(Items listed in a dataset)
===
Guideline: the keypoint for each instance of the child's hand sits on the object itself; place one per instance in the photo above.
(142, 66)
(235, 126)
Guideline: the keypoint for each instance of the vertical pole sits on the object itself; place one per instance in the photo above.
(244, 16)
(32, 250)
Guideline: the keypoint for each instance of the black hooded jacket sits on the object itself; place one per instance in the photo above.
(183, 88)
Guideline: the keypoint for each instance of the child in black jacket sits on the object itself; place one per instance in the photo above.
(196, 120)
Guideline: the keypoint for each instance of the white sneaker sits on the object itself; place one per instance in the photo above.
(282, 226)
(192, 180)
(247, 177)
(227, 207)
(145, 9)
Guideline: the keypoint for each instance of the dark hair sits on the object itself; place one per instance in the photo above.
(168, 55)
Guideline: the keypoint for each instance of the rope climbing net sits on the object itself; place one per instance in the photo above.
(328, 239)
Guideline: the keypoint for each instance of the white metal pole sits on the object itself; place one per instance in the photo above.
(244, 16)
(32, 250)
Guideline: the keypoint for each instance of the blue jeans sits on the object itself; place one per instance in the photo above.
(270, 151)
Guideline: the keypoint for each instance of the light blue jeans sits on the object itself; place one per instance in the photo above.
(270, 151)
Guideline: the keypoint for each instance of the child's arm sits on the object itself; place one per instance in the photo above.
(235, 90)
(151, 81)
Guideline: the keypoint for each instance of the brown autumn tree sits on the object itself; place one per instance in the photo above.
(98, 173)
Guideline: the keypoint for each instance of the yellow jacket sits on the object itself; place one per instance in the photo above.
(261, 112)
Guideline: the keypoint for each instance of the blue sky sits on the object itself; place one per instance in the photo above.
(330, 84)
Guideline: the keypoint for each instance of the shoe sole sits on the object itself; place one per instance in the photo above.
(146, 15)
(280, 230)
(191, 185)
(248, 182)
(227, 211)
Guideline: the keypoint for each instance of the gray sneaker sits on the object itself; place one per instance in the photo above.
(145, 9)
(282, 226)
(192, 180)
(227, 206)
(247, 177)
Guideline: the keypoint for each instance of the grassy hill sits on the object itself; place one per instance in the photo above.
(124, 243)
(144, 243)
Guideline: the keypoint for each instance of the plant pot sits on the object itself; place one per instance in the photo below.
===
## [Written instruction]
Print the listing above in full, exactly as it is.

## [Result]
Guideline: the keypoint for each instance of the child's hand sits on the object itself; place one per instance in the photo above.
(142, 66)
(235, 126)
Guideline: the keypoint for each instance of the vertical pole sits on the object itself; place one per instance in the photo above.
(244, 16)
(32, 250)
Guideline: the keypoint for each instance of the black hooded jacket sits on the object itself; place one per instance in the photo above.
(183, 88)
Guideline: the keypoint for each instance of the child in black jacket sits on the object itself; place one per instance in the photo above.
(196, 120)
Guideline: the keypoint for each instance of the white sneaker sits on the object itself; place one per instance in the photo above.
(282, 226)
(192, 180)
(247, 177)
(227, 207)
(145, 9)
Guideline: the keypoint for each instance of the dark hair sits on the object itself; place one per instance in the photo above.
(168, 55)
Guideline: the keypoint for each instance of the rope climbing net sits on the object itself; place one per instance in the photo above.
(328, 239)
Guideline: the keypoint for each instance of the white metal pole sits on the object itself; place one per instance in the photo above.
(244, 16)
(32, 250)
Guideline: the keypoint for each instance of the blue jeans sits on the object itself; place one per instance in the photo above.
(270, 151)
Guideline: the keypoint for each instance of the light blue jeans sits on the object itself; place one per instance in the photo above.
(270, 151)
Guideline: the keypoint for each instance of the child's arm sits on the object itself; place one per instance in the photo above.
(235, 90)
(151, 81)
Guideline: the keypoint for each instance of the brown autumn tree sits on the object itself; place one per instance in the photo above.
(98, 173)
Guideline: the keypoint for each instance of the yellow jacket sits on the object itself; place one per instance in the photo above.
(261, 112)
Guideline: the keypoint for each instance of the blue sky sits on the object itself; place one per instance in the photo above.
(330, 84)
Guideline: the keypoint for each instance of the shoe sole sits on the object itself; place one per instance in the photo above.
(146, 15)
(280, 230)
(191, 185)
(248, 182)
(227, 211)
Guideline: the keypoint for each instance of the gray sneaker sits on the object itself; place one per instance in the photo above.
(145, 9)
(282, 226)
(192, 180)
(227, 206)
(247, 177)
Guideline: the keypoint for each instance of the grassy hill sits on the object itself; place one per instance in the photo above.
(124, 243)
(144, 243)
Guideline: the keypoint for each instance of the plant pot sits on the object itself; place one per instance in the photo below.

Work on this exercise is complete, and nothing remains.